Point localization data:
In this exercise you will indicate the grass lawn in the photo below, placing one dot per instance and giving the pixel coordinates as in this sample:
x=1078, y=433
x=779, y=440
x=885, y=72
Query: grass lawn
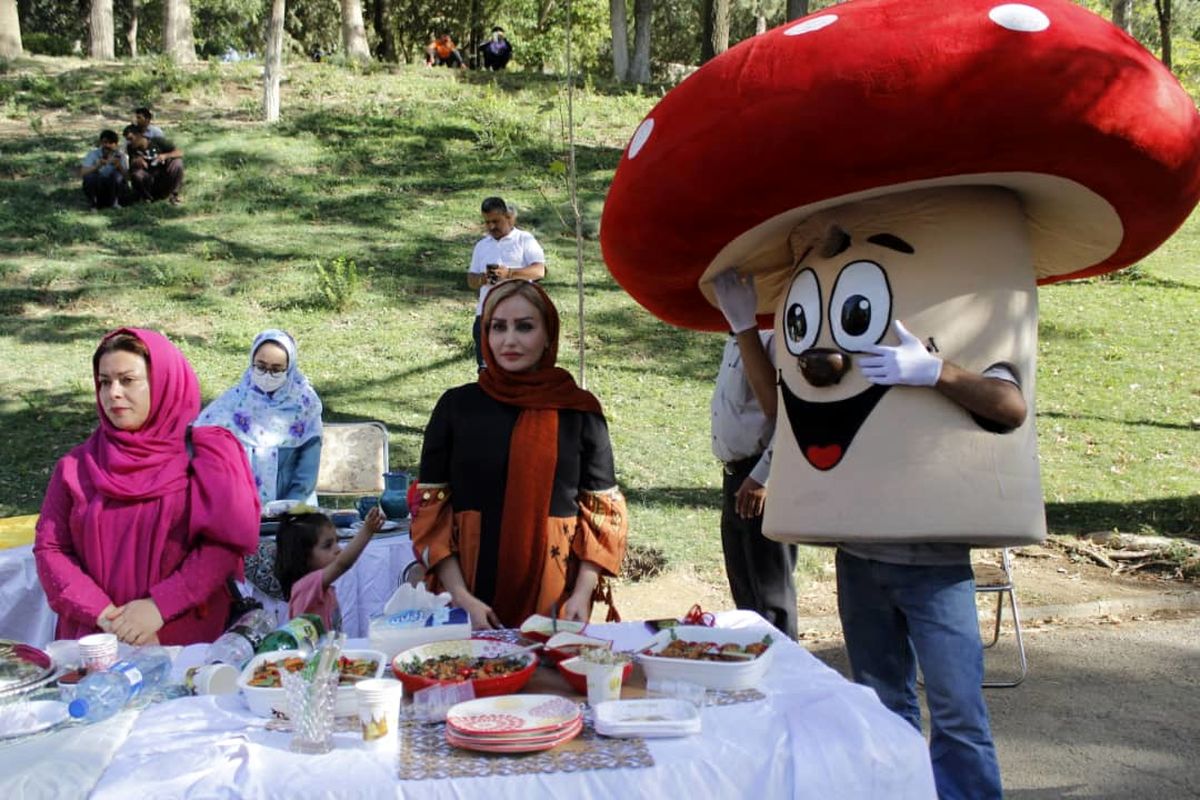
x=387, y=169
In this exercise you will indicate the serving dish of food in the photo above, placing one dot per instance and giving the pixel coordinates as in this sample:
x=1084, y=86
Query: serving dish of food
x=565, y=645
x=262, y=686
x=714, y=657
x=493, y=667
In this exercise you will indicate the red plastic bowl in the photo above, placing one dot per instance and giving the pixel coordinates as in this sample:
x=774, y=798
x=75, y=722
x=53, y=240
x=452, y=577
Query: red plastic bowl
x=579, y=681
x=508, y=684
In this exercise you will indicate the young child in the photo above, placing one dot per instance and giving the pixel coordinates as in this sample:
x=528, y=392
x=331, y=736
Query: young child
x=309, y=559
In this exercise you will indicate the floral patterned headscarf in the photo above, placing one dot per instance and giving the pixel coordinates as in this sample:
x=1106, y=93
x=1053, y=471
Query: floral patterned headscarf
x=287, y=417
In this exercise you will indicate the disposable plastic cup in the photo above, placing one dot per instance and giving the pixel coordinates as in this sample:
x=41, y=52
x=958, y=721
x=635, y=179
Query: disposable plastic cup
x=213, y=679
x=604, y=683
x=379, y=709
x=97, y=651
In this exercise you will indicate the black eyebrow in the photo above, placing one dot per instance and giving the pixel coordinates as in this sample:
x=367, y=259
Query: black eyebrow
x=892, y=241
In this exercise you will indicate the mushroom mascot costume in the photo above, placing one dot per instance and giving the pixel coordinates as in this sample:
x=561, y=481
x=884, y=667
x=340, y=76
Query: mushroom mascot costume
x=894, y=178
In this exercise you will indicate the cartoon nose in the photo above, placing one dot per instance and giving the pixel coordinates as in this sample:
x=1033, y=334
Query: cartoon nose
x=823, y=366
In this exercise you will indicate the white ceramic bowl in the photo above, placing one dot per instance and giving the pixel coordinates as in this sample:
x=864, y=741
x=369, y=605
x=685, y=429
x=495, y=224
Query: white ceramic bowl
x=264, y=702
x=711, y=674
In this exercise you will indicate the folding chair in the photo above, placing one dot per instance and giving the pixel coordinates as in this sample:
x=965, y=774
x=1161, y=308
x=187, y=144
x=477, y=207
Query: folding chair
x=999, y=579
x=353, y=458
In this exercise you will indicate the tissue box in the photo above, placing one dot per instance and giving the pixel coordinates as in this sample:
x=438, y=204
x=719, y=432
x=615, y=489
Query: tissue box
x=397, y=632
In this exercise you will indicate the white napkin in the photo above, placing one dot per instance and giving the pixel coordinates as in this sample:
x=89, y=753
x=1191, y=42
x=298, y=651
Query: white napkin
x=409, y=597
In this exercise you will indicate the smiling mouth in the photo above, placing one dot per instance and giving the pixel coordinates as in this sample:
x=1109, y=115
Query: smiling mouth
x=823, y=431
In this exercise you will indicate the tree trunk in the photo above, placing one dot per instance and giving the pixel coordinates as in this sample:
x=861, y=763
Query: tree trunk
x=354, y=35
x=714, y=28
x=10, y=30
x=640, y=68
x=1163, y=10
x=131, y=36
x=618, y=25
x=273, y=58
x=100, y=31
x=720, y=26
x=706, y=31
x=797, y=8
x=178, y=42
x=1122, y=14
x=382, y=10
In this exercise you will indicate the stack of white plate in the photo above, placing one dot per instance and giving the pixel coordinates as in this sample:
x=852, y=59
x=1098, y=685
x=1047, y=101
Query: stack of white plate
x=647, y=719
x=514, y=723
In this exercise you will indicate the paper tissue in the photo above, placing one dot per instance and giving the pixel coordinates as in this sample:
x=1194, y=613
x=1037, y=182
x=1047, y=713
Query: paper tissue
x=415, y=615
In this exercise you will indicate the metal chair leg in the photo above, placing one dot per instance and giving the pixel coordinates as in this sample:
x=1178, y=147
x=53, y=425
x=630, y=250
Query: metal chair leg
x=1020, y=641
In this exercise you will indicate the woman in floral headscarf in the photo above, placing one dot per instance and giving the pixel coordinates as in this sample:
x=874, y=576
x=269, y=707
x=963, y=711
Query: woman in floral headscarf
x=276, y=415
x=145, y=521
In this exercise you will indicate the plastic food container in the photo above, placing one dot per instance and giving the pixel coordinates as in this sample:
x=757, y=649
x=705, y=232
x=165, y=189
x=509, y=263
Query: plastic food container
x=265, y=702
x=571, y=669
x=711, y=674
x=405, y=630
x=647, y=719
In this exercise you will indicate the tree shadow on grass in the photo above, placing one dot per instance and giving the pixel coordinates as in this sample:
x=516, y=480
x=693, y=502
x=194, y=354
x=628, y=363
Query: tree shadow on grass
x=1177, y=516
x=678, y=497
x=643, y=343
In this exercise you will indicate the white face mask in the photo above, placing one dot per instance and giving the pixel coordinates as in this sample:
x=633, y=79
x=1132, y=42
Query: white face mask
x=267, y=382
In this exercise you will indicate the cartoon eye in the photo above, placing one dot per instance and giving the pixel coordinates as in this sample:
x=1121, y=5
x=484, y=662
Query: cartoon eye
x=861, y=308
x=802, y=312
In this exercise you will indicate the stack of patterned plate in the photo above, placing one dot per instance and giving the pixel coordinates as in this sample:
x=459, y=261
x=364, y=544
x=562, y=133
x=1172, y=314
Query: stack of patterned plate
x=514, y=723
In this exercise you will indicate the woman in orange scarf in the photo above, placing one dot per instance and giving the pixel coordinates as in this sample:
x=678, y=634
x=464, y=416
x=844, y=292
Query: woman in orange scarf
x=520, y=510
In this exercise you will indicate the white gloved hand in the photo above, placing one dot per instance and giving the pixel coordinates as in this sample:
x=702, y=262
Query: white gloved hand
x=737, y=300
x=909, y=365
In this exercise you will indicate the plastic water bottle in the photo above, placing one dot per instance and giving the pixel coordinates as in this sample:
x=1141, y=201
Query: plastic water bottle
x=103, y=693
x=237, y=645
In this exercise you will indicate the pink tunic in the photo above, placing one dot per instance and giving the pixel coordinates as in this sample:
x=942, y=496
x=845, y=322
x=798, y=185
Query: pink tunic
x=135, y=515
x=309, y=596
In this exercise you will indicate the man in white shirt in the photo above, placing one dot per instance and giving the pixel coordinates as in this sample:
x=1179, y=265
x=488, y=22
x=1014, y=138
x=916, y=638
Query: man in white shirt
x=505, y=252
x=760, y=571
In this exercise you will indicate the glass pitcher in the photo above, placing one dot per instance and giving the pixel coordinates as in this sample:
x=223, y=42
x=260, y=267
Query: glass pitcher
x=394, y=499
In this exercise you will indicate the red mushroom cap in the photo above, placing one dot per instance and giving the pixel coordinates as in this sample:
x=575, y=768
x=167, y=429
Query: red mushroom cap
x=879, y=96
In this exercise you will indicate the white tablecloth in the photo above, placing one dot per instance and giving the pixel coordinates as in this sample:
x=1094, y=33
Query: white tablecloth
x=816, y=735
x=27, y=617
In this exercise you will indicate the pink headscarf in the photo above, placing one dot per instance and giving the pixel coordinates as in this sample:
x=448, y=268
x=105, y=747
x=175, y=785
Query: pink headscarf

**Work task:**
Your answer must be the entries repeated exactly, with no pictures.

**Reply to the exercise:**
In this exercise you will indicate the grass lawn in the photo below, placing one dot per instance and giving the pixel coordinates as in this sample:
x=1078, y=433
x=779, y=440
x=885, y=72
Query: grass lawn
x=387, y=169
In this exercise you will indicate the serving dish of food in the photo above, placing one dot per instance and giving the pixel coordinates as in this sample:
x=1084, y=86
Query: serving dish of food
x=565, y=645
x=262, y=686
x=714, y=657
x=493, y=667
In this exercise you will indicate the red plastic bowl in the photo above, placing one dot per instance and giving the pixel coordinates as in this sample:
x=774, y=798
x=75, y=722
x=53, y=240
x=452, y=577
Query: red plastic bowl
x=579, y=681
x=508, y=684
In this exercise you will indicate the young child in the photo above, placing one dot per instance and giving the pixel coordinates as in this sample:
x=528, y=392
x=331, y=736
Query: young child
x=309, y=559
In this exercise you will indicate the floral patterned headscarf in the photo above, placing one dot per instance and giving the pixel coordinates as in this sample:
x=1106, y=93
x=1053, y=471
Query: floral patterned headscarf
x=287, y=417
In this exercise you will indicate the disposable plastic cup in the photo above, placing one dot per instance and giving the pixel coordinates as in this sample:
x=41, y=52
x=958, y=721
x=635, y=179
Query: disposable plastic cup
x=213, y=679
x=604, y=683
x=379, y=709
x=97, y=651
In this exercise you will indicate the black eyebrow in the photo above, placing one dot per instance and giving the pixel coordinates as in this sample:
x=367, y=259
Query: black eyebrow
x=892, y=241
In this exercise you will indicate the mushroom mascot costume in the photo above, placing one dot per instance and giving the pixel coordinates as in this sample:
x=561, y=481
x=884, y=667
x=340, y=76
Query: mushroom mascot costume
x=894, y=178
In this exercise you will indicate the cartoon nose in the photo above, placing one dot per instance and giving the pixel coordinates as in this sample:
x=1033, y=334
Query: cartoon nose
x=823, y=366
In this exercise you will indicate the white ceramic bowl in the photo above, placing one dot per instance and giving the pixel coordinates as in this sample:
x=864, y=741
x=369, y=605
x=685, y=429
x=495, y=224
Query: white ceramic bowl
x=264, y=702
x=711, y=674
In this exercise you will indicate the folding chair in the photo above, placing one dot per instance and giving the pixel coordinates as in this sample:
x=965, y=774
x=1161, y=308
x=187, y=144
x=477, y=207
Query: folding chair
x=999, y=579
x=353, y=458
In this exercise you will indicate the tissue box in the photo above, placing one dot per instance and giving the pixel coordinates as in this sample:
x=438, y=204
x=719, y=432
x=615, y=489
Query: tissue box
x=397, y=632
In this exercise you will indicate the white napkin in the photo above, placing one dot per instance and giving the pixel coordinates as in this sample:
x=89, y=753
x=1191, y=42
x=298, y=651
Query: white napkin
x=409, y=597
In this exercise you will indicate the smiling mouth in the photo above, placing one dot per instance and giving the pixel coordinates as in this sample:
x=1109, y=115
Query: smiling mouth
x=823, y=431
In this exercise you will indicate the tree trunk in the photo above, placing one dot per instance and giving the pixel coordinates as in this sample:
x=861, y=763
Query: tree trunk
x=354, y=35
x=714, y=28
x=10, y=30
x=640, y=68
x=1163, y=10
x=131, y=36
x=618, y=25
x=273, y=58
x=100, y=31
x=720, y=26
x=706, y=31
x=797, y=8
x=178, y=42
x=1122, y=14
x=382, y=10
In this exercise you will indicate the stack of white plate in the photo above, placing one dot per instance and giving the pixel coordinates as in this sample:
x=852, y=59
x=1098, y=685
x=1047, y=101
Query: stack of white plate
x=647, y=719
x=514, y=723
In this exercise you will indicate the paper tissue in the photo above, placing one dot per instance and giving the pixel coordinates as in this sample:
x=1194, y=613
x=1037, y=182
x=1047, y=713
Query: paper tissue
x=415, y=615
In this exercise you will indicate the metal chair leg in the photo above, placing one dot per instance and giving the pixel coordinates as in this sample:
x=1178, y=147
x=53, y=425
x=630, y=250
Query: metal chair leg
x=1020, y=641
In this exercise you will indicate the woman in floral headscarf in the photo above, placing one dot per instance and giving the pixel coordinates as in this sample:
x=874, y=576
x=269, y=707
x=963, y=711
Query: woman in floral headscarf
x=276, y=415
x=145, y=521
In this exercise you will indicate the plastic food container in the photo above, placing one dot per instance and giving the pixel coordinates as in this sample:
x=757, y=649
x=705, y=232
x=165, y=189
x=509, y=263
Query: plastic food container
x=265, y=702
x=571, y=669
x=711, y=674
x=405, y=630
x=647, y=719
In this exercise you will indicate the tree shadow on grass in the photo above, placing one dot per instance and giving the pixel coordinates as in this sample:
x=516, y=480
x=693, y=502
x=194, y=354
x=628, y=363
Query: tree shadow on grass
x=1177, y=516
x=678, y=497
x=643, y=343
In this exercise you will indicate the white face mask in the photo above, placing one dot per instance and giving the pixel coordinates as in this sample:
x=633, y=79
x=1132, y=42
Query: white face mask
x=267, y=382
In this exercise you will indicate the cartoon eye in the photo above, placing one dot per instance and giving the pixel coordinates as in this sample:
x=1121, y=5
x=484, y=662
Query: cartoon eye
x=861, y=308
x=802, y=312
In this exercise you will indicate the stack of patterned plate in the photo above, placing one dot per instance and giving the pixel coordinates as in this sample:
x=459, y=261
x=364, y=544
x=562, y=133
x=1172, y=314
Query: stack of patterned plate
x=514, y=723
In this exercise you will indicate the woman in orange scarf in the photo above, placing one dot per instance and giving the pixel coordinates as in this sample:
x=678, y=634
x=464, y=416
x=844, y=292
Query: woman in orange scarf
x=520, y=510
In this exercise you will indicate the white gloved hand in the photo above, placing one dot per instance and giving the pixel coordinates as in this sample:
x=702, y=262
Query: white gloved hand
x=737, y=300
x=909, y=365
In this exercise you will indicate the plastic water bottle in the photo above, placing one dot per instance and giving the pixel coordinates as in this sample:
x=1141, y=201
Query: plastic water bottle
x=103, y=693
x=237, y=645
In this exercise you will indicate the pink tunic in the photo above, placing one dot per instance and giving the pixel coordinates as in this sample:
x=942, y=496
x=845, y=322
x=798, y=185
Query: pink tunic
x=135, y=515
x=309, y=596
In this exercise you will indicate the man in white shirt in the photo above, placing one dot per instance and giving the pixel coordinates as in this sample:
x=1179, y=265
x=488, y=22
x=1014, y=138
x=916, y=638
Query: man in white shirt
x=505, y=252
x=760, y=571
In this exercise you will indicate the glass pitcher in the photo above, placing one dot per instance and giving the pixel coordinates as in this sample:
x=223, y=42
x=260, y=267
Query: glass pitcher
x=394, y=499
In this exercise you will indicate the red mushroom cap in the photo above, placing one dot per instance and giving the pixel coordinates as in this sample:
x=575, y=768
x=167, y=429
Query: red mushroom cap
x=879, y=96
In this exercise you will indicate the white tablecloth in the photo above, placing one dot per instance and giving the pixel coordinates as in this sample:
x=1094, y=33
Query: white tablecloth
x=816, y=735
x=27, y=617
In this exercise you will indicate the pink headscarf in the photo above, placing one dot per instance and giving the pixel coordinates as in this sample:
x=448, y=268
x=105, y=747
x=175, y=785
Query: pink headscarf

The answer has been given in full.